- _What to work on_
Copy the data below verbatim, leaving no line out.

- _Saved entries_
++++++++++++++++++++

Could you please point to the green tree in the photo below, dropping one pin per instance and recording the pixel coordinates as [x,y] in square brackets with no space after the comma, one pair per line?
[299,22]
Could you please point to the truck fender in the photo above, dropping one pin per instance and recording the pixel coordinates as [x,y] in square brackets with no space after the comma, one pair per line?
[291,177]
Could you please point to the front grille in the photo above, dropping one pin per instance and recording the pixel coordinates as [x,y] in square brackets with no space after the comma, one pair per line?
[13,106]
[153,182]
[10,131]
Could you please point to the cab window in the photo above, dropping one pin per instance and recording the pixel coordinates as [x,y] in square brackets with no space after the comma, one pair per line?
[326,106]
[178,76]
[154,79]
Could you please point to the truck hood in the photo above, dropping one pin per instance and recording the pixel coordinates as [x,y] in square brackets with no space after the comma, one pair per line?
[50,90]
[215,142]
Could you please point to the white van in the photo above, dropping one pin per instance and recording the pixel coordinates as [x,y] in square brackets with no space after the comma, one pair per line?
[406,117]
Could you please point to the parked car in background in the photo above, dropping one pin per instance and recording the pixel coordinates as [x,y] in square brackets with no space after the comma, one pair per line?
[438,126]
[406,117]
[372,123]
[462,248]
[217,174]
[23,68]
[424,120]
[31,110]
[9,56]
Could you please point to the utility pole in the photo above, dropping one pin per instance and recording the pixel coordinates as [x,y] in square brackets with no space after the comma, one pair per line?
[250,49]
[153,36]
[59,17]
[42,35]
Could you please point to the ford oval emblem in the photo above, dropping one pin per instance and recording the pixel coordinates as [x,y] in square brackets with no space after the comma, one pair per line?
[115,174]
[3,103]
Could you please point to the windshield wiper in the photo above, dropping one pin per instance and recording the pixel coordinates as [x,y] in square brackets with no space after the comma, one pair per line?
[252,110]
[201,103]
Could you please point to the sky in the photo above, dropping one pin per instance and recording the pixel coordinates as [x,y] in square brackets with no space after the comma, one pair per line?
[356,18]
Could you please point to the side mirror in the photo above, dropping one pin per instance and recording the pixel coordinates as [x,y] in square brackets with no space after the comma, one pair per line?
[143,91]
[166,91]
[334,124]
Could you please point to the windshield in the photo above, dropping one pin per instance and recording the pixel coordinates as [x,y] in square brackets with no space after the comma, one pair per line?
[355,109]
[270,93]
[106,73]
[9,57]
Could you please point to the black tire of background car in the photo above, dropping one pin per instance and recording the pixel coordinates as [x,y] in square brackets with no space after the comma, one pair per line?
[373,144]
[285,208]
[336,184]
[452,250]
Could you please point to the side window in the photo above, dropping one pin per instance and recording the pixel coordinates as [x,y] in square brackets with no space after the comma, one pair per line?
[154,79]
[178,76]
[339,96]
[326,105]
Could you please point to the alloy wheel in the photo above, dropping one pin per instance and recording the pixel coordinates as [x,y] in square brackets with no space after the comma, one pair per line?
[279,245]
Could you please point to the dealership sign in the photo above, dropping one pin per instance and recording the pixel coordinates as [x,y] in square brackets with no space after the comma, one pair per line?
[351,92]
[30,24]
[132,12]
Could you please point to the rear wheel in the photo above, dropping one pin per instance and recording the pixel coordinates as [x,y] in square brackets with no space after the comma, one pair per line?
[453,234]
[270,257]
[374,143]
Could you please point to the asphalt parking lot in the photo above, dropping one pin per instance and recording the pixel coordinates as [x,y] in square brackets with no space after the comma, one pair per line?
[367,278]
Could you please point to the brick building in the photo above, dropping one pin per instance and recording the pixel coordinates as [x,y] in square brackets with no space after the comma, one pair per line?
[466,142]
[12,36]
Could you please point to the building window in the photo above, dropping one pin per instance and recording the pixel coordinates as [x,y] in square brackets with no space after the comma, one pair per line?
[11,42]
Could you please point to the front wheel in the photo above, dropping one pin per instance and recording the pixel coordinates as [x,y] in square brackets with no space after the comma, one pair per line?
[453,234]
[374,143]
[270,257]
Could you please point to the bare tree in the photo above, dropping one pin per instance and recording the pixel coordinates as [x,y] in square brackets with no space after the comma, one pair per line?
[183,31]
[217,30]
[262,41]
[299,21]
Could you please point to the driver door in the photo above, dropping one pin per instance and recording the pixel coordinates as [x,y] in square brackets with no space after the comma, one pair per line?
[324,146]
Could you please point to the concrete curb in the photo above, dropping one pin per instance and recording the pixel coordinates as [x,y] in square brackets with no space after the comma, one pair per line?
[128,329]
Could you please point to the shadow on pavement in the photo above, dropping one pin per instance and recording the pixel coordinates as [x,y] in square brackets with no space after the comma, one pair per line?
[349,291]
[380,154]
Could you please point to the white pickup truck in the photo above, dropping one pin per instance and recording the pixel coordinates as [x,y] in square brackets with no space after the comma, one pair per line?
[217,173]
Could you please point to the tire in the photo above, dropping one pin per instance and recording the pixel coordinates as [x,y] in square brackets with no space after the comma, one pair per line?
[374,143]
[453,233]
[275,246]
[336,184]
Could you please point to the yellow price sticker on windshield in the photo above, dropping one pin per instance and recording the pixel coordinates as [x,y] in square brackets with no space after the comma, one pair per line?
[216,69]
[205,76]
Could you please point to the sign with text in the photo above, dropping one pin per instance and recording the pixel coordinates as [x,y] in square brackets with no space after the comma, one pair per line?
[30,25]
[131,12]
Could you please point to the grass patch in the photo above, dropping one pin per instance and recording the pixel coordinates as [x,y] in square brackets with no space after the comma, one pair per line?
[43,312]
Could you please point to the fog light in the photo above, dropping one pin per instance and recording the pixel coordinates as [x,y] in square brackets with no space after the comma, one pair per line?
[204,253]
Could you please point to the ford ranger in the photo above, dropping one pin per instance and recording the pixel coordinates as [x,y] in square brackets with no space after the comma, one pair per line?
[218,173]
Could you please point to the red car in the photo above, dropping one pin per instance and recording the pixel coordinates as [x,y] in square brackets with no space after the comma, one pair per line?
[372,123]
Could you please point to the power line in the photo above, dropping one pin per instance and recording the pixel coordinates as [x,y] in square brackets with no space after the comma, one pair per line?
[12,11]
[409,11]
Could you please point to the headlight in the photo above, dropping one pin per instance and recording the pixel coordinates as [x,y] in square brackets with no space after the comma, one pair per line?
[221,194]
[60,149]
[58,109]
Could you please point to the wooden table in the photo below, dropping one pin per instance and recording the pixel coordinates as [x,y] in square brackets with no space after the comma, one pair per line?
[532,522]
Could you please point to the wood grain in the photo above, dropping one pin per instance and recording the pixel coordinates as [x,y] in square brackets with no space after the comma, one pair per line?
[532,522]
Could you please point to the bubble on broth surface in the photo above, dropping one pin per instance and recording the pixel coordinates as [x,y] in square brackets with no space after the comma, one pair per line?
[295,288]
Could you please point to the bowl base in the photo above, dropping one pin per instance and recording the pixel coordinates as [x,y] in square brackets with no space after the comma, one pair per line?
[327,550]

++++++++++++++++++++

- _Reply_
Could you please point to the green tree in the photo below, dropping one pin per instance and recording the pixel coordinates as [x,y] in square brackets with no space after the comma, one pair per line?
[299,22]
Could you please point to the truck fender in the photo above, dropping one pin per instance and recording the pixel coordinates as [x,y] in square brackets with no space after the comma, one pair per line?
[291,177]
Could you please point to the front grille in the photo above, dropping one pin per instance and recording the pixel coordinates as [x,y] in square brackets with no space after the comma, one pair per line?
[13,106]
[153,182]
[10,131]
Could you please point to the cab window in the photo above, dropping one pin per instance and recording the pixel coordinates as [x,y] in square brackets with no space after the comma, one pair per line?
[326,106]
[178,76]
[154,79]
Could you please point to the truck hood in the photo above, dropping one pin per instance and recording the pixel coordinates as [x,y] in square brackets with no space after the comma, one pair per line?
[50,90]
[215,142]
Could you please point to the white van in the photo above, dropping one pin per instance and recording the pixel coordinates as [x,y] in square brackets with no space after the comma, one pair per line?
[406,117]
Could you please point to the parked car in background in the photo above, dropping one pin per instance and recording the pixel coordinates as [x,y] in square brackets with no space after the comma, one pair per line?
[438,126]
[406,117]
[372,123]
[462,248]
[217,174]
[23,68]
[424,120]
[31,110]
[9,56]
Could you please point to the utility pole in the photo above, dropping one pin per instance and recording the pixel coordinates as [x,y] in square brackets with no space after the comma, one pair per line?
[250,49]
[153,36]
[59,17]
[42,35]
Could you please point to the ford oval emblem in the photo above, dropping one pin per instance and recording the pixel coordinates as [x,y] in square brackets with no space after the comma, one pair per line?
[115,174]
[3,103]
Could you please point to the windshield wiper in the photo above, dropping one pin per instance and recording the pixel coordinates as [x,y] in square brackets with no space after the comma, one pair per line?
[252,110]
[201,103]
Could you please point to the sky in the photo above, dropping one pin per instance and recording the pixel coordinates as [x,y] in square brackets with no space after the comma, one pair per line?
[356,18]
Could you please point to the side mirror in the photo above, dropping one pin per instance and recording the pixel coordinates as [x,y] in square brackets with no space after the comma, one pair per line?
[143,91]
[166,91]
[334,124]
Could you please point to the windshield in the photo above, dropping one pin per instance and recording the pixel coordinates as [x,y] in square brackets with no space after the comma, one pair per line?
[355,109]
[270,93]
[106,73]
[9,57]
Could you please point to the black tire of background car in the photo above, dropping one pin per instance and recording the pixel coordinates as [x,y] in square brackets with no space after the comma, one pair per line?
[373,144]
[285,208]
[336,184]
[452,250]
Could you please point to the side window in the photo above, dropping one pin per instance and recording the pixel coordinates as [x,y] in square brackets with no space after the comma, one pair per line?
[154,79]
[178,76]
[339,96]
[326,105]
Could you please point to the alloy wheel in the photo above, dropping one pin per instance and recording the pixel coordinates as [x,y] in square brackets with no space after the comma, one pair per line?
[279,245]
Could you please point to the dealership sign in the photo above, dropping one pin per instance and recording the pixel coordinates as [x,y] in square brackets with no space after the comma, one pair per line?
[351,92]
[30,24]
[132,12]
Could you please point to the rear wheel in the photo above, dropping one pin per instance and recording the pixel coordinates as [x,y] in square brackets with no space after the comma, one pair per line?
[453,234]
[270,257]
[374,143]
Could you please point to the asphalt parking lot in the photo above, dropping one pin per instance and recording the pixel coordinates as [x,y] in square brackets with no space after the comma, one pair per line?
[367,278]
Could you please point to the brick building in the photo above, dropping one pin per instance and recording the pixel coordinates as [x,y] in square brackets with no space after the comma, one pair per line?
[466,142]
[12,36]
Could you please point to the building window in the photo above, dropping one pin per instance and recording the pixel coordinates as [x,y] in square brackets with no space after the comma, one pair per line?
[11,42]
Could you please point to the front wheel in the photo above, dropping one pin per instance and recording the pixel coordinates as [x,y] in square brackets with no space after the comma, one pair per line?
[453,234]
[374,143]
[270,257]
Could you please point to the bare tree in the photo above, dropping one pin per instance and recording the pixel coordinates as [x,y] in square brackets with no space after the comma, one pair per line?
[183,31]
[217,30]
[262,41]
[299,21]
Could you please point to the driver door in the photo above, dropping one pin per instance and recording the pixel coordinates as [x,y] in square brackets with no space after the comma, one pair per line?
[324,146]
Could you please point to the concrete curb in the photo above, dropping one pin per instance and recording the pixel coordinates as [x,y] in square brackets with no space after the comma, one pair per line?
[128,329]
Could you please point to the shadow on pavement in the photo above, dropping one pin per instance and recording the pixel coordinates as [x,y] in square brackets with no space after the comma, one pair per line?
[349,291]
[380,154]
Could you please point to the white pickup truck in the photo above, dropping one pin per instance and recording the pixel coordinates as [x,y] in square brackets with no space after the comma, one pair per line?
[217,173]
Could you please point to the tire in the photo above, dropping one pin per instance and recording the pixel coordinates as [x,y] in square brackets with no space after the comma, one pair per line?
[374,143]
[453,233]
[275,246]
[336,184]
Could you please point to the yellow price sticker on windshield in the photo above, dropping one pin per instance and recording the pixel coordinates as [x,y] in square brackets with no space after the comma, one pair per line?
[216,69]
[205,76]
Could you please point to the sign with text in the photo above, dropping one pin per instance and recording the pixel coordinates as [x,y] in square brackets with no space after the comma, one pair per line?
[30,25]
[131,12]
Could you please point to the grass patch in the photo above, dropping one pin per instance and recording the pixel coordinates as [x,y] in square brackets with no space after the comma, one pair per line?
[43,312]
Could you please point to the fog light in the photo above, dropping one pin per instance and recording the pixel coordinates as [x,y] in square brackets with no space after the comma, one pair per line?
[204,253]
Could you please point to the ford ranger in the photo above, dropping one pin per instance and recording the pixel coordinates as [x,y] in square brackets with no space after the comma, one pair per line?
[218,173]
Could you please point to the red car in the photo above, dropping one pin per instance and recording the pixel coordinates as [x,y] in square brackets with no space after the comma, one pair per line?
[372,123]
Could you please point to the power line in the photo above, dropping one pin per instance and recording the pixel coordinates as [x,y] in square brackets with no space after the comma, one pair per line?
[12,11]
[409,11]
Could you please point to the headlight in the photo above, dropping one pin per instance and recording the pixel coordinates as [x,y] in square brackets with no space after the comma, one pair per line?
[221,194]
[60,149]
[58,109]
Could you please point to the wooden table in the photo below, dropping one pin per instance and recording the pixel coordinates as [x,y] in square brackets with no space after the comma, one pair per line?
[532,522]
Could you please point to the wood grain in the photo above, dropping one pin per instance and recording the pixel coordinates as [x,y] in square brackets with no space after the comma, one pair per line?
[532,522]
Could you please point to the bubble on broth surface in the photo above, dropping one pin per instance and recording the pixel coordinates as [x,y] in square brackets with no space after the comma, one pair per line?
[295,288]
Could you please point to the bowl base in the photo above, dropping one pin per instance and recording the pixel coordinates as [x,y] in square brackets with no space after the comma, one pair per line?
[327,550]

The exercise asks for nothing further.